Please reproduce the entries exactly as they appear below, but not the pictures.
** Source material follows **
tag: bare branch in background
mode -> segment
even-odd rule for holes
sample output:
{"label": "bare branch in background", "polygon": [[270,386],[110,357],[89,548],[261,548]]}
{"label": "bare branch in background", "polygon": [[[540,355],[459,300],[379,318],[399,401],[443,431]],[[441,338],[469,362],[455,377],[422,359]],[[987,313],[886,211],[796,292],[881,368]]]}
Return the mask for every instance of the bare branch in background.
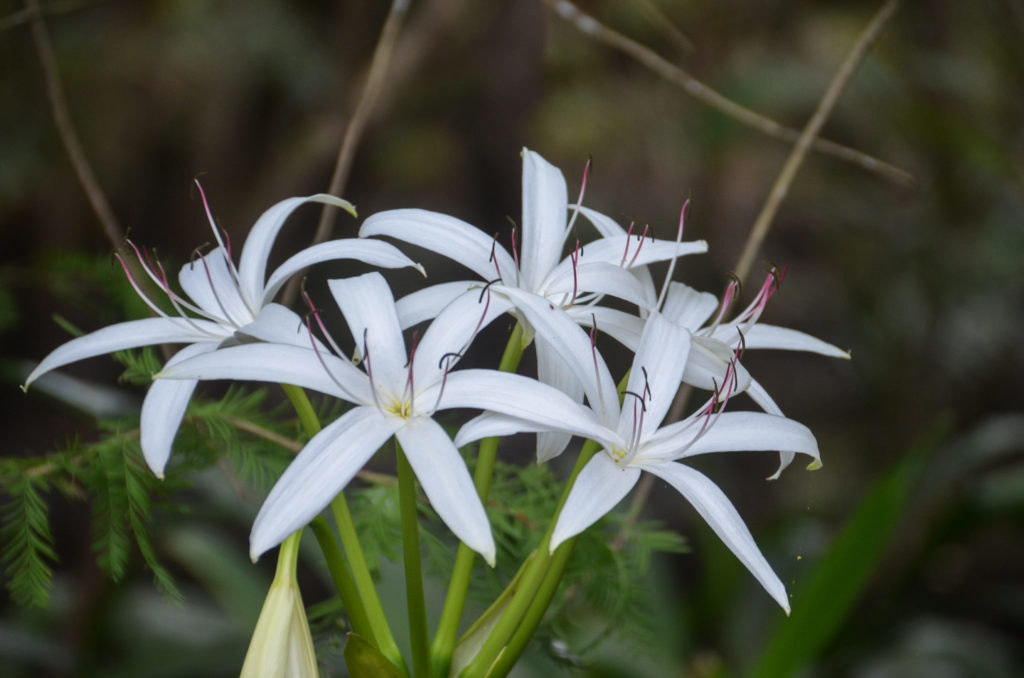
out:
{"label": "bare branch in background", "polygon": [[[359,141],[363,137],[366,123],[369,121],[383,89],[384,79],[388,72],[388,64],[391,62],[391,56],[395,51],[398,31],[402,27],[402,21],[405,19],[408,9],[409,0],[394,0],[391,3],[391,10],[388,12],[387,19],[384,20],[384,26],[380,31],[380,38],[378,38],[377,46],[373,50],[373,58],[370,62],[370,71],[366,76],[366,83],[363,85],[359,102],[356,104],[356,108],[352,112],[352,118],[345,129],[341,148],[338,149],[338,159],[334,164],[334,174],[331,176],[331,184],[327,189],[327,192],[332,195],[341,197],[342,191],[345,190],[345,184],[348,183],[356,148],[359,147]],[[316,234],[313,236],[312,244],[316,245],[327,239],[331,229],[334,228],[337,216],[338,210],[336,207],[324,205],[320,211],[320,221],[317,223]],[[287,306],[295,300],[295,295],[298,292],[298,281],[301,281],[301,279],[302,275],[298,274],[289,281],[281,303]]]}
{"label": "bare branch in background", "polygon": [[43,20],[43,12],[39,6],[39,0],[25,0],[25,11],[29,14],[29,22],[32,26],[32,41],[35,43],[36,54],[39,56],[39,63],[43,68],[43,78],[46,80],[46,94],[50,99],[50,107],[53,111],[53,121],[57,125],[57,132],[64,144],[64,150],[68,153],[71,165],[74,167],[75,175],[82,190],[85,191],[89,204],[92,205],[96,218],[103,226],[103,232],[107,240],[115,250],[120,251],[124,243],[124,231],[110,208],[107,196],[100,188],[99,181],[89,165],[89,159],[85,156],[82,143],[78,140],[78,134],[71,122],[71,113],[68,110],[67,100],[64,97],[64,86],[61,84],[60,73],[57,71],[57,60],[53,55],[53,45],[50,44],[50,37],[46,33],[46,23]]}
{"label": "bare branch in background", "polygon": [[[764,134],[786,142],[794,143],[800,139],[800,132],[781,125],[771,118],[741,106],[731,99],[727,99],[719,92],[711,89],[701,81],[683,69],[669,63],[653,51],[644,47],[634,40],[618,33],[611,28],[601,24],[594,17],[582,12],[569,0],[544,0],[558,16],[562,17],[581,33],[600,40],[610,47],[628,54],[666,80],[674,82],[683,88],[690,96],[704,102],[708,106],[718,110],[730,118],[743,123]],[[909,186],[914,183],[914,177],[906,170],[890,165],[878,158],[862,153],[856,149],[837,144],[827,139],[814,139],[812,143],[814,150],[826,155],[831,155],[840,160],[858,165],[870,172],[881,174],[885,178],[901,186]]]}
{"label": "bare branch in background", "polygon": [[807,151],[821,132],[821,128],[825,125],[825,121],[828,120],[832,109],[835,108],[836,102],[839,101],[843,90],[846,89],[846,85],[850,82],[851,76],[857,70],[857,66],[864,58],[864,55],[867,54],[868,48],[871,47],[872,43],[881,34],[882,29],[885,28],[889,19],[892,18],[898,6],[899,0],[889,0],[871,19],[871,23],[861,32],[857,42],[853,45],[849,54],[846,55],[846,59],[839,67],[839,70],[836,71],[835,76],[833,76],[832,82],[829,83],[828,89],[825,90],[824,96],[818,102],[818,108],[814,111],[814,115],[811,116],[807,126],[800,133],[800,138],[797,139],[793,150],[790,151],[789,157],[786,158],[786,164],[782,166],[782,171],[779,172],[779,176],[772,185],[772,190],[768,193],[768,199],[765,200],[760,214],[757,215],[754,225],[750,228],[750,235],[747,236],[743,252],[736,262],[736,268],[733,272],[741,282],[750,273],[750,267],[754,263],[754,258],[757,257],[758,251],[761,249],[761,243],[764,242],[764,238],[768,234],[768,228],[771,225],[772,219],[775,218],[779,205],[782,204],[786,194],[789,192],[789,187],[796,177],[797,170],[800,169],[800,165],[807,156]]}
** End of Source material **
- [Exercise solution]
tag: bare branch in background
mode -> segment
even-odd rule for holes
sample output:
{"label": "bare branch in background", "polygon": [[270,386],[110,357],[89,548],[261,548]]}
{"label": "bare branch in background", "polygon": [[[540,355],[459,300],[379,318],[399,401],[443,431]],[[441,338],[469,362],[455,377],[422,359]],[[987,313],[886,211],[796,292],[881,368]]]}
Return the mask for every instance of the bare branch in background.
out:
{"label": "bare branch in background", "polygon": [[[359,141],[363,137],[366,123],[369,121],[383,89],[384,79],[388,72],[388,64],[391,62],[391,56],[395,51],[398,31],[402,27],[402,21],[405,19],[408,9],[409,0],[394,0],[391,3],[391,10],[388,12],[387,19],[384,20],[384,26],[380,31],[380,38],[378,38],[377,46],[373,50],[373,58],[370,62],[370,71],[366,76],[366,83],[363,85],[359,102],[356,104],[356,108],[352,112],[352,118],[345,129],[341,148],[338,149],[338,159],[334,164],[334,174],[331,176],[331,184],[327,189],[327,192],[332,195],[341,197],[342,191],[345,190],[345,184],[348,183],[356,148],[359,147]],[[316,234],[313,236],[312,244],[316,245],[327,239],[331,229],[334,228],[337,216],[338,210],[336,207],[324,205],[320,211],[320,221],[317,223]],[[287,306],[295,300],[295,295],[298,292],[298,281],[301,281],[301,279],[302,275],[298,274],[289,281],[281,303]]]}
{"label": "bare branch in background", "polygon": [[43,20],[43,12],[39,6],[39,0],[25,0],[25,11],[29,14],[29,22],[32,26],[32,41],[35,43],[36,54],[39,56],[39,63],[43,68],[43,78],[46,80],[46,94],[50,99],[50,107],[53,111],[53,121],[57,125],[57,132],[64,144],[64,150],[68,153],[71,165],[74,167],[75,175],[82,190],[85,191],[89,204],[92,205],[96,218],[103,226],[103,232],[107,240],[115,250],[120,251],[124,243],[124,231],[110,208],[107,196],[100,188],[99,181],[89,165],[89,159],[85,156],[82,143],[78,140],[78,134],[71,122],[71,113],[68,110],[67,100],[64,97],[64,86],[61,84],[60,73],[57,71],[57,60],[53,55],[53,45],[50,44],[50,37],[46,33],[46,23]]}
{"label": "bare branch in background", "polygon": [[[764,134],[786,142],[794,143],[800,139],[800,132],[781,125],[771,118],[741,106],[731,99],[727,99],[719,92],[711,89],[701,81],[683,69],[669,63],[653,51],[644,47],[634,40],[618,33],[611,28],[601,24],[594,17],[582,12],[569,0],[544,0],[558,16],[562,17],[581,33],[600,40],[610,47],[628,54],[666,80],[674,82],[683,88],[690,96],[704,102],[708,106],[718,110],[730,118],[743,123]],[[909,186],[914,183],[914,177],[906,170],[890,165],[878,158],[862,153],[856,149],[837,144],[827,139],[814,139],[812,143],[814,150],[826,155],[831,155],[840,160],[858,165],[870,172],[881,174],[885,178],[901,186]]]}
{"label": "bare branch in background", "polygon": [[807,151],[821,132],[821,128],[825,125],[825,121],[828,120],[832,109],[835,108],[836,102],[839,101],[843,90],[846,89],[846,85],[850,82],[851,76],[857,70],[857,66],[864,58],[864,55],[867,54],[868,48],[871,47],[872,43],[881,34],[882,29],[885,28],[889,19],[892,18],[898,6],[899,0],[889,0],[871,19],[871,23],[861,32],[857,42],[853,45],[849,54],[846,55],[846,59],[839,67],[839,70],[836,71],[835,76],[833,76],[832,82],[829,83],[828,89],[825,90],[824,96],[818,102],[818,108],[814,111],[814,115],[811,116],[807,126],[800,133],[800,138],[797,139],[793,150],[790,151],[789,157],[786,158],[786,164],[782,166],[782,171],[779,172],[779,176],[772,185],[772,190],[768,193],[768,199],[765,200],[760,214],[757,215],[754,225],[750,228],[750,235],[747,236],[743,252],[736,262],[736,268],[733,272],[741,282],[750,273],[750,267],[754,263],[754,258],[757,257],[758,251],[761,249],[761,243],[764,242],[764,238],[768,234],[768,228],[771,225],[772,219],[775,218],[779,205],[782,204],[786,194],[789,192],[789,187],[796,177],[797,170],[800,169],[800,165],[807,156]]}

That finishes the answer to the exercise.